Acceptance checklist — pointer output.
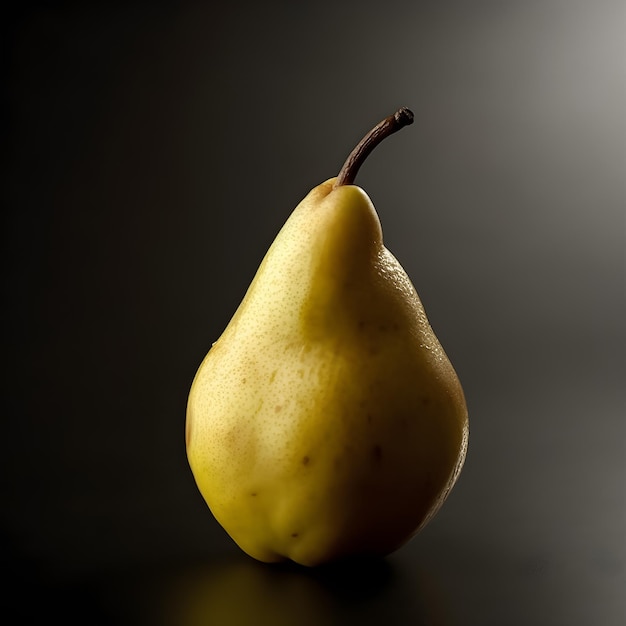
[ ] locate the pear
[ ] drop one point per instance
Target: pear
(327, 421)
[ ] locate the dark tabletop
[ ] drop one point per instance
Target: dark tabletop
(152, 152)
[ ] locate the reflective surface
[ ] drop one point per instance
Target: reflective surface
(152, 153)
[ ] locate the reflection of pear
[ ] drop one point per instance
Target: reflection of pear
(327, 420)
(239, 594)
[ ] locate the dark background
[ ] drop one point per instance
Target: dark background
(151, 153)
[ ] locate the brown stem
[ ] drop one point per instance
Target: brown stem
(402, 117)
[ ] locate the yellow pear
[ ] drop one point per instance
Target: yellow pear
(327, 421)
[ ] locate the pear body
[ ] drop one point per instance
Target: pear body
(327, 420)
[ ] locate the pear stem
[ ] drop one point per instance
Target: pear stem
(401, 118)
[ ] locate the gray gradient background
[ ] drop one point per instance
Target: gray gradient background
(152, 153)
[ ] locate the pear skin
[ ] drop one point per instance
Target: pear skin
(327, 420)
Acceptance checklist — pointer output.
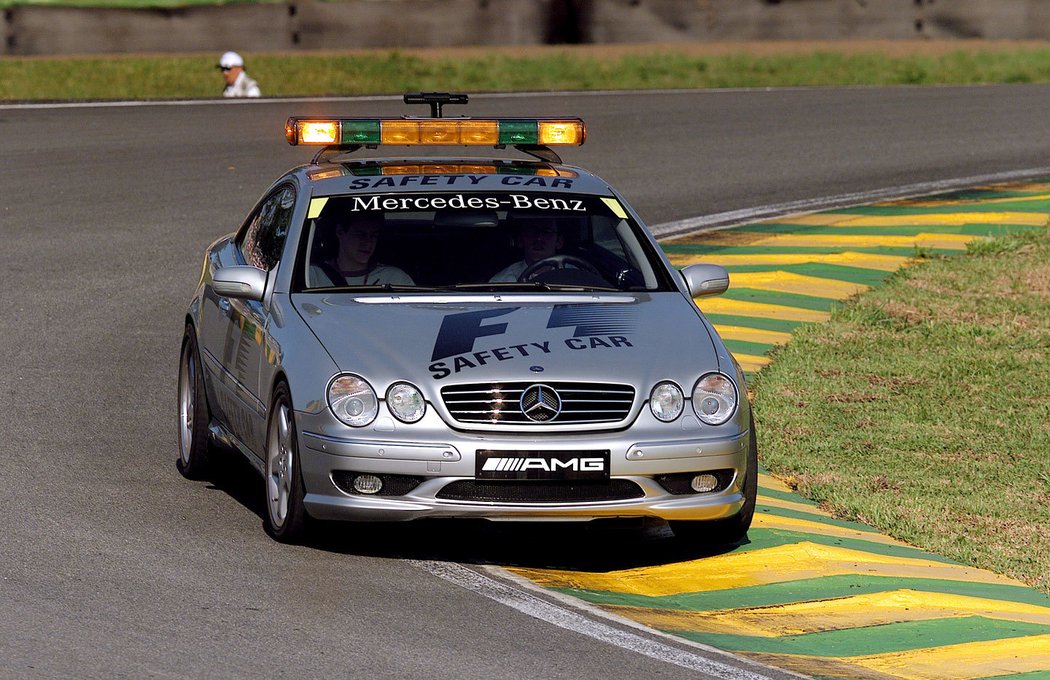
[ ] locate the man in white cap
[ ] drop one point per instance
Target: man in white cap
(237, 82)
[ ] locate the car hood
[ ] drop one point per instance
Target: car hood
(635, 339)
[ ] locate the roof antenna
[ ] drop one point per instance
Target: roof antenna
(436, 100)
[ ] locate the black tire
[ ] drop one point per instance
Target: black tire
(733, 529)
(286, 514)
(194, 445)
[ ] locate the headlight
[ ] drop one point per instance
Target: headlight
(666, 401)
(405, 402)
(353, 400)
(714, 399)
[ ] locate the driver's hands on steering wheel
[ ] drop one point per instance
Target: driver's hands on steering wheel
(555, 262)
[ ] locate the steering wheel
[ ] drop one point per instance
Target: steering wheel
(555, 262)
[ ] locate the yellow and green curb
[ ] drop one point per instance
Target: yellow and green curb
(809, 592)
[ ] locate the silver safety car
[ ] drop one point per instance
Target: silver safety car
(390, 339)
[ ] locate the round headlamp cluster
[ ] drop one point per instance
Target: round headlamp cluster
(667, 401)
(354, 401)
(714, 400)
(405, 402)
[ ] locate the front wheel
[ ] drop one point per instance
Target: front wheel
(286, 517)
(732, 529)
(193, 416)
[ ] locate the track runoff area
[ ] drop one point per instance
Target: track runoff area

• • • •

**Do this**. Recast every line of the records above as a JSON array of strings, one string per line, leaving out blank lines. Omit the picture lines from the array.

**Solved exercise**.
[
  "Acceptance checklist — pointer output.",
  "[ ] locate the pear",
  "[ ] drop one point per instance",
  "Target: pear",
  "(327, 421)",
  "[ ] locate the dark tabletop",
  "[ ] drop one point per instance",
  "Target: dark tabletop",
  "(152, 152)",
  "[ ] locate the reflective surface",
  "[ ] drop one point per instance",
  "Target: reflective surface",
  "(152, 153)",
  "[ ] locate the reflection of pear",
  "[ ] drop one point per instance",
  "Target: reflection of pear",
  "(327, 420)",
  "(239, 594)",
  "[ ] locate the dark background",
  "[ ] drop one point per instance",
  "Target: dark background",
  "(151, 153)",
  "[ ] locate the brown stem",
  "[ ] drop one point per instance",
  "Target: brown stem",
  "(402, 117)",
  "[ ] locate the yellow pear",
  "[ ] drop one point per instance",
  "Target: yellow pear",
  "(327, 421)",
  "[ ] locate the pear body",
  "[ ] drop one point per instance",
  "Target: pear body",
  "(327, 420)",
  "[ ] locate the pear stem",
  "[ ] drop one point per instance",
  "Target: pear stem",
  "(401, 118)",
  "[ ] locate the gray gradient background",
  "[ ] drop one point per instance",
  "Target: gray gradient background",
  "(152, 153)",
  "[ ] locate the pear skin",
  "[ ] drop one point per instance",
  "Target: pear skin",
  "(327, 420)",
  "Acceptance checklist — pointer output.",
  "[ ] locate the man in white cap",
  "[ ] drop one point per instance",
  "Target: man in white cap",
  "(237, 82)",
  "[ ] locate the car hood",
  "[ ] drop one point per instance",
  "Target: car hood",
  "(635, 339)",
  "[ ] locate the roof antenna",
  "[ ] drop one point per instance",
  "Target: roof antenna",
  "(436, 100)",
  "[ ] locate the black tire",
  "[ ] drop one point per instance",
  "Target: black tire",
  "(733, 529)",
  "(286, 514)",
  "(194, 445)",
  "[ ] locate the headlight",
  "[ ] drop one point per instance",
  "Target: headlight",
  "(666, 401)",
  "(405, 402)",
  "(353, 400)",
  "(714, 399)",
  "[ ] locate the driver's hands on steering wheel",
  "[ ] drop one point per instance",
  "Target: driver's hands on steering wheel",
  "(555, 262)",
  "[ ] locate the steering wheel",
  "[ ] drop one point per instance",
  "Target: steering wheel",
  "(555, 262)",
  "[ ] locate the yellow and green curb",
  "[ ] drop one point per instance",
  "Target: yellow and green curb",
  "(809, 592)",
  "[ ] locate the silver safety car",
  "[ ] drop one point per instance",
  "Target: silver safety car",
  "(390, 339)",
  "[ ] locate the round headlamp cluster",
  "[ ] drop one point per instance",
  "Target: round headlamp cluster",
  "(667, 401)",
  "(354, 401)",
  "(714, 400)",
  "(405, 402)",
  "[ ] locate the front wheel",
  "[ ] drop one point per instance",
  "Target: front wheel",
  "(286, 517)",
  "(732, 529)",
  "(193, 416)",
  "[ ] locate the track runoff area",
  "[ ] drop one point per instance",
  "Target: track runoff area"
]